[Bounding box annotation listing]
-.-.-

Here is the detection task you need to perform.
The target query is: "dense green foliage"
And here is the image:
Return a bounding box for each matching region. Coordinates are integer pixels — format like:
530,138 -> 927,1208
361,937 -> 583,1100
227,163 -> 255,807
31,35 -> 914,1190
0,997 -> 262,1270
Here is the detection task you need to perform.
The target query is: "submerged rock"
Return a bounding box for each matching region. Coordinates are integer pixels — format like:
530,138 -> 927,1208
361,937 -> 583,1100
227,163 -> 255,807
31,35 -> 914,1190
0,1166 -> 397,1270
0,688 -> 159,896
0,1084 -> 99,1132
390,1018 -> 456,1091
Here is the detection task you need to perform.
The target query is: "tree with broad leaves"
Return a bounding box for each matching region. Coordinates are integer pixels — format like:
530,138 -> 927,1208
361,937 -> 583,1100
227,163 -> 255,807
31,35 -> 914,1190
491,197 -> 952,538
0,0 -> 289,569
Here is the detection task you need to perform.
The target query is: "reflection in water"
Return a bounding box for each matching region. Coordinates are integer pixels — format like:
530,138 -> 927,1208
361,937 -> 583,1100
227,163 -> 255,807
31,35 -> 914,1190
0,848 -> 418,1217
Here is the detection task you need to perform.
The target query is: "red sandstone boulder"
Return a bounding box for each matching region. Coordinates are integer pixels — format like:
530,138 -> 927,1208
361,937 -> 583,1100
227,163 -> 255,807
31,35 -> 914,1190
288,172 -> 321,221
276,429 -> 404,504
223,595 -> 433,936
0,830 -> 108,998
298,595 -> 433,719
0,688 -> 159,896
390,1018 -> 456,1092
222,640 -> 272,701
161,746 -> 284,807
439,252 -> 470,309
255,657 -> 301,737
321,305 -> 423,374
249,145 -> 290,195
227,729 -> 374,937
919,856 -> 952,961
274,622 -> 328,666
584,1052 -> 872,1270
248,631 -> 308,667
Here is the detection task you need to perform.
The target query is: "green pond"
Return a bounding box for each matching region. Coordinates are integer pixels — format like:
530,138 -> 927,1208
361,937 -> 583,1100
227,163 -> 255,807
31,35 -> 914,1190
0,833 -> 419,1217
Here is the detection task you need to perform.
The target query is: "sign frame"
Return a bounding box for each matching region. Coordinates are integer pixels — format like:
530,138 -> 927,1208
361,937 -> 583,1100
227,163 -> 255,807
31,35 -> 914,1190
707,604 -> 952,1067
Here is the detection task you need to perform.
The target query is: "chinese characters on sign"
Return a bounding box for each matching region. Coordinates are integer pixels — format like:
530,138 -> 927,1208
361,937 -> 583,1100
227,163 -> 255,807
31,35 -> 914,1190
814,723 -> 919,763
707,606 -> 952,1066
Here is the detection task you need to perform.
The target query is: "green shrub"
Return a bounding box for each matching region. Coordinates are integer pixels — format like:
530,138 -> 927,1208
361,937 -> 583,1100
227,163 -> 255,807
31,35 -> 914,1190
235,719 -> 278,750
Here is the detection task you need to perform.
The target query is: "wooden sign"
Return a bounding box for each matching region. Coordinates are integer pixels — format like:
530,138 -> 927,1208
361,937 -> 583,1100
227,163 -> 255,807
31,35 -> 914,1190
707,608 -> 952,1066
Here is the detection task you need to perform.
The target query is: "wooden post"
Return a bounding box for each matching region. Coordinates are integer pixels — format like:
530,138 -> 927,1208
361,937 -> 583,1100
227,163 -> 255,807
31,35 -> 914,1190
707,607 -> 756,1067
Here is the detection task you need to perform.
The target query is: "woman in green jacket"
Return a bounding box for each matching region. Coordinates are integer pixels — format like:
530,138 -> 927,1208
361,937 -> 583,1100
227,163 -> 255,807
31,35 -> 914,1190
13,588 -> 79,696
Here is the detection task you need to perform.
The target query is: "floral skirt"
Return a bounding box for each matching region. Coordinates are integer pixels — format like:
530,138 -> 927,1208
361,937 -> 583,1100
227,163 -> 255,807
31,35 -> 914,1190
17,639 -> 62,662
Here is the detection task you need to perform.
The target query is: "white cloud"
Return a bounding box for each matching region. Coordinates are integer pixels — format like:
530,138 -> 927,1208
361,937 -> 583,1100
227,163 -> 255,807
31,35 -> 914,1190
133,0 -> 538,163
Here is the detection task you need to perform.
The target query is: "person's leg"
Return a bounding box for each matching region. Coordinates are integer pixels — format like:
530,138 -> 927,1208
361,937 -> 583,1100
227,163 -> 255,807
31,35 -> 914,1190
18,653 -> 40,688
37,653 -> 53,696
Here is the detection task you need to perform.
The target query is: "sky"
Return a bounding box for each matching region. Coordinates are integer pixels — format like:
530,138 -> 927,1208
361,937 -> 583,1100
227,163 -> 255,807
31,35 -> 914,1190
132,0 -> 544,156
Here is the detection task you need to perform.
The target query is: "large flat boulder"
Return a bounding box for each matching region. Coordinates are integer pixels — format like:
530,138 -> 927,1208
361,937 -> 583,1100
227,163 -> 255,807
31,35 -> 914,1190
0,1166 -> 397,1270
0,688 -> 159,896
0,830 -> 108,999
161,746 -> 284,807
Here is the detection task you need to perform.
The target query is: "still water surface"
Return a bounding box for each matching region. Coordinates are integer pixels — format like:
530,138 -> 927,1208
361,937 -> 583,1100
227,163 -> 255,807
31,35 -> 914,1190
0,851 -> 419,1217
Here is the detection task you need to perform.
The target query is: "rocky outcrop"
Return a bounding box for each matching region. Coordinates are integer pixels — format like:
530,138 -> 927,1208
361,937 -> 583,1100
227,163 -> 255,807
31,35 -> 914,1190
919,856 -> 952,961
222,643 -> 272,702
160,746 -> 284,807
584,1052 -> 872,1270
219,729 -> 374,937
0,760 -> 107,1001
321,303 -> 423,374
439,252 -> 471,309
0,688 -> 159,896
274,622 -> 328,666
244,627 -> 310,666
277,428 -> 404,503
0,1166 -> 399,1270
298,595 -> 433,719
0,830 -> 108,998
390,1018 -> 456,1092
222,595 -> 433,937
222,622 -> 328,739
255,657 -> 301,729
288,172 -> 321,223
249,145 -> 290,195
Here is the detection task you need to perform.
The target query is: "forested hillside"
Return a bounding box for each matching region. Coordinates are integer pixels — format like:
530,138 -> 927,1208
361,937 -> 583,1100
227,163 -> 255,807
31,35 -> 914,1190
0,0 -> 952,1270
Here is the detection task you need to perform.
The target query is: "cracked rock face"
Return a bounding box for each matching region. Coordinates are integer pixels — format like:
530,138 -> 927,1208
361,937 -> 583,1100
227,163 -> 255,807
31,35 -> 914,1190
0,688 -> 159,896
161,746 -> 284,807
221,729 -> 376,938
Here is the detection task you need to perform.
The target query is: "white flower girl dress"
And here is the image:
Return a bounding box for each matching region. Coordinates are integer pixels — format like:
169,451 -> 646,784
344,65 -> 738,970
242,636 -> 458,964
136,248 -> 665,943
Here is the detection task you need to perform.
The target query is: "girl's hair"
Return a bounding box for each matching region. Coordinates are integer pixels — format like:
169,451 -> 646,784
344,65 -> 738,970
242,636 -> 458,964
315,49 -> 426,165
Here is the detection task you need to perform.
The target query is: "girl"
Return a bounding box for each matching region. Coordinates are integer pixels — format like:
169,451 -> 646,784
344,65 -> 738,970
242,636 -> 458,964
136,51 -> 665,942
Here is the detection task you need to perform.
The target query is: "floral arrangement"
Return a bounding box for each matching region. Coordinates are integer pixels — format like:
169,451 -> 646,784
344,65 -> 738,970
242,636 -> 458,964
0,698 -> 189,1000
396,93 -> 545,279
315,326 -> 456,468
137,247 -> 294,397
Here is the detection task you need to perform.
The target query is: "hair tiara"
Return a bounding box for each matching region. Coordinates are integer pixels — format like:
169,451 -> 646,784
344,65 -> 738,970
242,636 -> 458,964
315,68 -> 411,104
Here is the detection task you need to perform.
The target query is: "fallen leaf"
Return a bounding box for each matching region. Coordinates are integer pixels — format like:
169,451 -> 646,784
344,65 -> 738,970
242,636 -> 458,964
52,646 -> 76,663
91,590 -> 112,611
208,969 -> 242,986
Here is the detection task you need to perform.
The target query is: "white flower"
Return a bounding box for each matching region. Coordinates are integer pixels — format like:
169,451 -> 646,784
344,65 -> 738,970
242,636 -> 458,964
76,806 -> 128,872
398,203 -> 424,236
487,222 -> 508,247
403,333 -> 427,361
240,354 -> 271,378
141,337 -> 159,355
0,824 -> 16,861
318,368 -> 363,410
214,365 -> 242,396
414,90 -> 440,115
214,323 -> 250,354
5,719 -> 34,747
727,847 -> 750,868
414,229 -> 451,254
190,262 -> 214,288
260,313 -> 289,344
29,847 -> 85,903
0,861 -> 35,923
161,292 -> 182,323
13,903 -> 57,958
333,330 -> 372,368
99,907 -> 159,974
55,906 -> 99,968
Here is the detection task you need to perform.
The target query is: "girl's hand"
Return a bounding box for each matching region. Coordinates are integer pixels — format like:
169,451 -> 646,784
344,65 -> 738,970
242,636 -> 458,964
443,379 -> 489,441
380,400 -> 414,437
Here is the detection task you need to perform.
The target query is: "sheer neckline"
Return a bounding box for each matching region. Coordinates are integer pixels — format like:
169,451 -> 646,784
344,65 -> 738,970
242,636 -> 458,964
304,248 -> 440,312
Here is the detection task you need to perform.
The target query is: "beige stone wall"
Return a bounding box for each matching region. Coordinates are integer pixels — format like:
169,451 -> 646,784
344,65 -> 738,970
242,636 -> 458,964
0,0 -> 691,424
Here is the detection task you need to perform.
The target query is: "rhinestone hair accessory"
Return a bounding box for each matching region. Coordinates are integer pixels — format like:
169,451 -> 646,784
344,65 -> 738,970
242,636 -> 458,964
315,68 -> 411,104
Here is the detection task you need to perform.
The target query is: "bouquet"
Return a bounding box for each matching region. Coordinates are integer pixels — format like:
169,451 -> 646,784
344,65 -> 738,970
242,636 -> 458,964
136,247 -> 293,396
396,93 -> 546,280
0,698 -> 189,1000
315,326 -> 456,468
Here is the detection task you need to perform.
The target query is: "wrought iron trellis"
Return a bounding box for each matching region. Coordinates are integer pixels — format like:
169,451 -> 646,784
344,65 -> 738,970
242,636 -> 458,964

-.-.-

Please repeat, word for word, the lines from the start of the listing through the line containing "0,997 -> 262,1270", inclusive.

### FINAL ANSWER
Here is the detection task you need to perform.
The target query is: "dense green foliage"
And here is the image:
Return a bounding box for each matching region. Coordinates are integer pixels — format like:
530,138 -> 927,1208
361,937 -> 583,1100
227,163 -> 255,807
31,35 -> 914,1190
0,997 -> 262,1270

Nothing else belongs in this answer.